(Collected data)
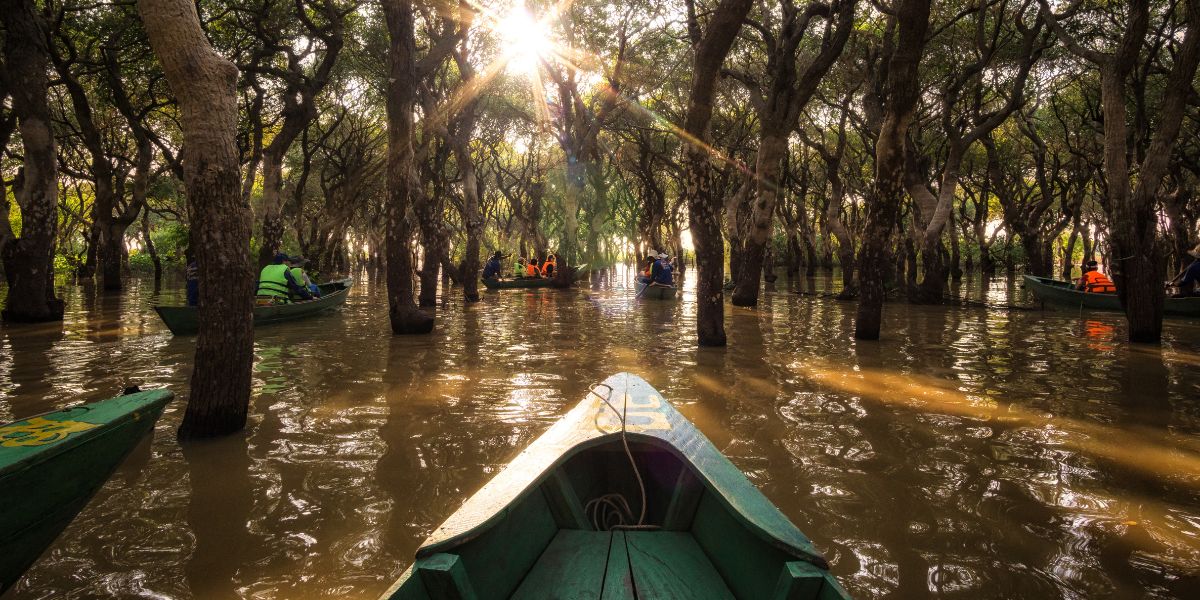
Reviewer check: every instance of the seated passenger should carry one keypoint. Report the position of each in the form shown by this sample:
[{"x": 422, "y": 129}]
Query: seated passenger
[
  {"x": 660, "y": 271},
  {"x": 301, "y": 277},
  {"x": 276, "y": 282},
  {"x": 1188, "y": 280},
  {"x": 1093, "y": 281},
  {"x": 647, "y": 267},
  {"x": 492, "y": 269}
]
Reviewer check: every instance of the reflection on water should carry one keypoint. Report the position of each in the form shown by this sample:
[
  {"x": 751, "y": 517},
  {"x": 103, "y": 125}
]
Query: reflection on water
[{"x": 973, "y": 453}]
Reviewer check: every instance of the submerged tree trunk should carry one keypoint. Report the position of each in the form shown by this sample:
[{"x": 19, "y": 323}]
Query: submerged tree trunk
[
  {"x": 402, "y": 312},
  {"x": 709, "y": 51},
  {"x": 29, "y": 259},
  {"x": 204, "y": 83},
  {"x": 883, "y": 207}
]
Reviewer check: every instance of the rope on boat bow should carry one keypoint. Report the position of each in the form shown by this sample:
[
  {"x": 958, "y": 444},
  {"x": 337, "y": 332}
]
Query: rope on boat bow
[{"x": 611, "y": 510}]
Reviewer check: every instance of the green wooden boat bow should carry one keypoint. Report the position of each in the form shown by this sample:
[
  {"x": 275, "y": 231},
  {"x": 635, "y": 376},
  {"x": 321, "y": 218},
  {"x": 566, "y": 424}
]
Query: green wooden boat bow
[
  {"x": 562, "y": 520},
  {"x": 51, "y": 466}
]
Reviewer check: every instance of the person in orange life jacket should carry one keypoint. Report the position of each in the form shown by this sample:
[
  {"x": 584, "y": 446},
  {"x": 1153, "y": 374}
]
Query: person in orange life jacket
[
  {"x": 1095, "y": 281},
  {"x": 660, "y": 271},
  {"x": 1189, "y": 277}
]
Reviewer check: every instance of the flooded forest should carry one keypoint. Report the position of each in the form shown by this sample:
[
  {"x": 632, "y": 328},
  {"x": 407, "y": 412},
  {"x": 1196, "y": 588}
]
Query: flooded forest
[{"x": 873, "y": 299}]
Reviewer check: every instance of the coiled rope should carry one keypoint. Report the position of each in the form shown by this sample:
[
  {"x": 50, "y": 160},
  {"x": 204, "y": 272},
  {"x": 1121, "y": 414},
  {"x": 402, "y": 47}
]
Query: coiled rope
[{"x": 611, "y": 510}]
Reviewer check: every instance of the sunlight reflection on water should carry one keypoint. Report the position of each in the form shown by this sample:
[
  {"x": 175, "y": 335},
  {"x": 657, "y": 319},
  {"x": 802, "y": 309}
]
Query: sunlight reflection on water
[{"x": 977, "y": 453}]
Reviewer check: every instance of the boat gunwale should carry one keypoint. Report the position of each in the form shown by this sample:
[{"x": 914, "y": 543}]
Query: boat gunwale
[
  {"x": 511, "y": 493},
  {"x": 154, "y": 400},
  {"x": 1062, "y": 293}
]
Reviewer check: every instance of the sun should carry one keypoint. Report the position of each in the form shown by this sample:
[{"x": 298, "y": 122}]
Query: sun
[{"x": 525, "y": 41}]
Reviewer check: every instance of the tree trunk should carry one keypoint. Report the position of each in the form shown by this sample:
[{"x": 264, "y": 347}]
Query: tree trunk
[
  {"x": 888, "y": 189},
  {"x": 204, "y": 83},
  {"x": 29, "y": 259},
  {"x": 402, "y": 312},
  {"x": 709, "y": 52},
  {"x": 771, "y": 154}
]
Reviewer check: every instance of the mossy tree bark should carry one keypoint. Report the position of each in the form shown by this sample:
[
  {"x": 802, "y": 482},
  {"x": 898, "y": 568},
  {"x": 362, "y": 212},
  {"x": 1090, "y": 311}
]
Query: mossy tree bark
[
  {"x": 204, "y": 84},
  {"x": 29, "y": 259}
]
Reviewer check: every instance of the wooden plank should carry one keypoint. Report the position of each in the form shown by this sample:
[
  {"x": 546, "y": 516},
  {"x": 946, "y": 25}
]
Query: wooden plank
[
  {"x": 799, "y": 581},
  {"x": 618, "y": 579},
  {"x": 747, "y": 562},
  {"x": 445, "y": 577},
  {"x": 502, "y": 556},
  {"x": 571, "y": 568},
  {"x": 684, "y": 499},
  {"x": 564, "y": 503},
  {"x": 670, "y": 565}
]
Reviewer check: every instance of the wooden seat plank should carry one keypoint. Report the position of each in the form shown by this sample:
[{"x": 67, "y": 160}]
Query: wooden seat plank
[
  {"x": 670, "y": 565},
  {"x": 571, "y": 568}
]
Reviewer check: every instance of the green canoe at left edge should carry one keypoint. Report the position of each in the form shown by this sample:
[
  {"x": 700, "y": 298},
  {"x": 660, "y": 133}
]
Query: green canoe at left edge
[
  {"x": 51, "y": 466},
  {"x": 531, "y": 533}
]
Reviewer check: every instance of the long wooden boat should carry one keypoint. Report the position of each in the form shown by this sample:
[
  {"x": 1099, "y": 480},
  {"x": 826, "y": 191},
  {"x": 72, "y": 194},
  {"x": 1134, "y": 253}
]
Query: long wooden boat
[
  {"x": 581, "y": 271},
  {"x": 53, "y": 463},
  {"x": 654, "y": 291},
  {"x": 185, "y": 319},
  {"x": 1063, "y": 294},
  {"x": 563, "y": 519}
]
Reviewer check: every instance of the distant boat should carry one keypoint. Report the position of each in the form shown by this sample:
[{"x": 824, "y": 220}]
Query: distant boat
[
  {"x": 654, "y": 291},
  {"x": 563, "y": 519},
  {"x": 581, "y": 271},
  {"x": 185, "y": 319},
  {"x": 1065, "y": 295},
  {"x": 51, "y": 466}
]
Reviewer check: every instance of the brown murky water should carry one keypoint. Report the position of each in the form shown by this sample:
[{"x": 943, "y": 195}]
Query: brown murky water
[{"x": 972, "y": 454}]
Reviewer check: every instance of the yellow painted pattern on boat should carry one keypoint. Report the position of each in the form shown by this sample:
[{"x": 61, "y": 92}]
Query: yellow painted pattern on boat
[{"x": 39, "y": 431}]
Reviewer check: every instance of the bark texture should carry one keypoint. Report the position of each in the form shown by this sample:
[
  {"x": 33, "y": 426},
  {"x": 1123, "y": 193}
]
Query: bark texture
[
  {"x": 29, "y": 259},
  {"x": 703, "y": 208},
  {"x": 402, "y": 311},
  {"x": 883, "y": 207},
  {"x": 204, "y": 82}
]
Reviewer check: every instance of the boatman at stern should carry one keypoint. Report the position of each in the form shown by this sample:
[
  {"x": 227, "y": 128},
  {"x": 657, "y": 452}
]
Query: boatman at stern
[{"x": 1189, "y": 277}]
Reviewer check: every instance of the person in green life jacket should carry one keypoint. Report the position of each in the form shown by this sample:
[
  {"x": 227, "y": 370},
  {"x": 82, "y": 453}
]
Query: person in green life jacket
[
  {"x": 277, "y": 283},
  {"x": 301, "y": 277}
]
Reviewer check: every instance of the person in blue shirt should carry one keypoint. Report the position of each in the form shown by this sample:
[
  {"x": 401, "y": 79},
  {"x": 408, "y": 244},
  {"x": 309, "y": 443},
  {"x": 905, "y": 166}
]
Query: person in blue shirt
[
  {"x": 660, "y": 271},
  {"x": 492, "y": 269},
  {"x": 1189, "y": 276}
]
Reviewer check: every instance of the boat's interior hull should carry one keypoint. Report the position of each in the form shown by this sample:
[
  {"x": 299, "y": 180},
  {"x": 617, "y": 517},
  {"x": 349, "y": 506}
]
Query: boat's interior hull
[{"x": 547, "y": 543}]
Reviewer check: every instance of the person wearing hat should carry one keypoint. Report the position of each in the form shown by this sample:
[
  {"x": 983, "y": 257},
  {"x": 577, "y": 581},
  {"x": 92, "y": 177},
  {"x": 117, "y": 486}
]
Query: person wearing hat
[
  {"x": 276, "y": 282},
  {"x": 1093, "y": 281},
  {"x": 660, "y": 271},
  {"x": 647, "y": 268},
  {"x": 492, "y": 269},
  {"x": 301, "y": 277},
  {"x": 1187, "y": 280}
]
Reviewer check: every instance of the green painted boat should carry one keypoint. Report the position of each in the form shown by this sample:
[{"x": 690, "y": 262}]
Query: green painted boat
[
  {"x": 654, "y": 292},
  {"x": 622, "y": 498},
  {"x": 51, "y": 466},
  {"x": 185, "y": 319},
  {"x": 1063, "y": 294},
  {"x": 581, "y": 271}
]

> _Work to do_: The required output is the span of lines from the one containing "Reviewer check: every instance of the person in blue" to the last line, reproduced character for character.

> _Answer to this problem_:
Reviewer check: every instance of the person in blue shirt should carry one keypoint. Report the position of each in the form shown by this sample:
[
  {"x": 401, "y": 79},
  {"x": 408, "y": 244},
  {"x": 309, "y": 443},
  {"x": 905, "y": 166}
]
Query: person in blue shirt
[
  {"x": 660, "y": 271},
  {"x": 492, "y": 269},
  {"x": 1189, "y": 276}
]
Reviewer check: every instance of the boat's interior hull should carry one keypoint. Report the position of each in the form shown by this sample:
[
  {"x": 299, "y": 180},
  {"x": 617, "y": 517},
  {"x": 349, "y": 506}
]
Query: boat's interior hull
[{"x": 547, "y": 543}]
Reviewer check: every instance of the person wearing hat should carry one keypoint. Report the position of each in the form shown by this sample:
[
  {"x": 983, "y": 257},
  {"x": 577, "y": 581},
  {"x": 92, "y": 177},
  {"x": 117, "y": 486}
]
Query: person wearing hat
[
  {"x": 276, "y": 282},
  {"x": 1093, "y": 281},
  {"x": 660, "y": 271},
  {"x": 647, "y": 268},
  {"x": 492, "y": 269},
  {"x": 301, "y": 277},
  {"x": 1187, "y": 280}
]
Reviewer check: every instance of the green painted boat should carry one keypoint. Report the position of each in the form shown by this sample:
[{"x": 690, "y": 262}]
Query: green painted boat
[
  {"x": 654, "y": 292},
  {"x": 622, "y": 498},
  {"x": 51, "y": 466},
  {"x": 185, "y": 319},
  {"x": 1063, "y": 294},
  {"x": 581, "y": 271}
]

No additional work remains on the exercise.